### Data for this task:
━━━━━━━━━━

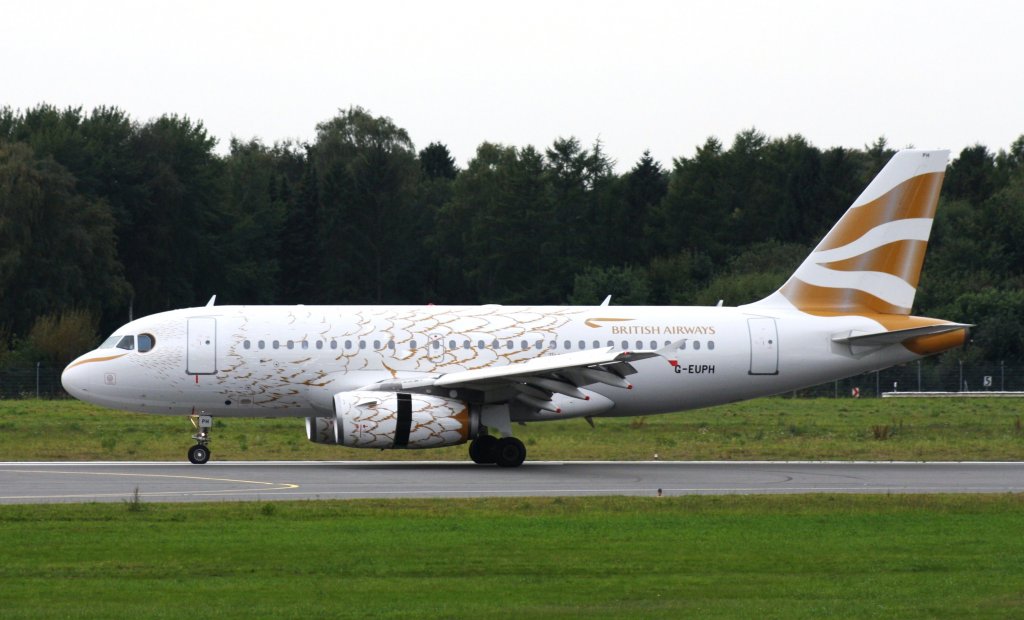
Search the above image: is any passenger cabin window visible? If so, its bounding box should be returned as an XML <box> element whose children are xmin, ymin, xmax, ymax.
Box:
<box><xmin>138</xmin><ymin>334</ymin><xmax>154</xmax><ymax>354</ymax></box>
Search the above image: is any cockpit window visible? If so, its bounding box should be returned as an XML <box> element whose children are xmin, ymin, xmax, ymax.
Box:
<box><xmin>138</xmin><ymin>334</ymin><xmax>157</xmax><ymax>354</ymax></box>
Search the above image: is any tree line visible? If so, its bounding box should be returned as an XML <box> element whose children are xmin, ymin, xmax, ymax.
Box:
<box><xmin>0</xmin><ymin>105</ymin><xmax>1024</xmax><ymax>363</ymax></box>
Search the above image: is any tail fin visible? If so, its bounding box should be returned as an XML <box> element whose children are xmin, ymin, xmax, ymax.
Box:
<box><xmin>755</xmin><ymin>150</ymin><xmax>949</xmax><ymax>316</ymax></box>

━━━━━━━━━━

### Problem statement:
Could you give the records above as a JSON list of strings, one string per line, with blank lines omitted and the pictures left out?

### Answer to the exercise:
[
  "Search the above image: is any passenger cabin window visible? If so, its bounding box should be returned as an XML <box> element whose children are xmin, ymin, xmax, ymax.",
  "Box:",
  "<box><xmin>138</xmin><ymin>334</ymin><xmax>154</xmax><ymax>354</ymax></box>",
  "Search the above image: is any cockpit window visible? If so, its bounding box should be returned as an XML <box> element whose children are xmin, ymin, xmax, ymax.",
  "Box:",
  "<box><xmin>138</xmin><ymin>334</ymin><xmax>157</xmax><ymax>354</ymax></box>",
  "Search the above image: is any tree line visible? If so, its bounding box should be returned as an XML <box> element whose children are xmin, ymin, xmax, ymax.",
  "Box:",
  "<box><xmin>0</xmin><ymin>105</ymin><xmax>1024</xmax><ymax>363</ymax></box>",
  "Search the above image: is any tail fin visible? If so, its bounding box should be returned as an XML <box> element whose children are xmin, ymin, xmax, ymax.",
  "Box:",
  "<box><xmin>755</xmin><ymin>150</ymin><xmax>949</xmax><ymax>316</ymax></box>"
]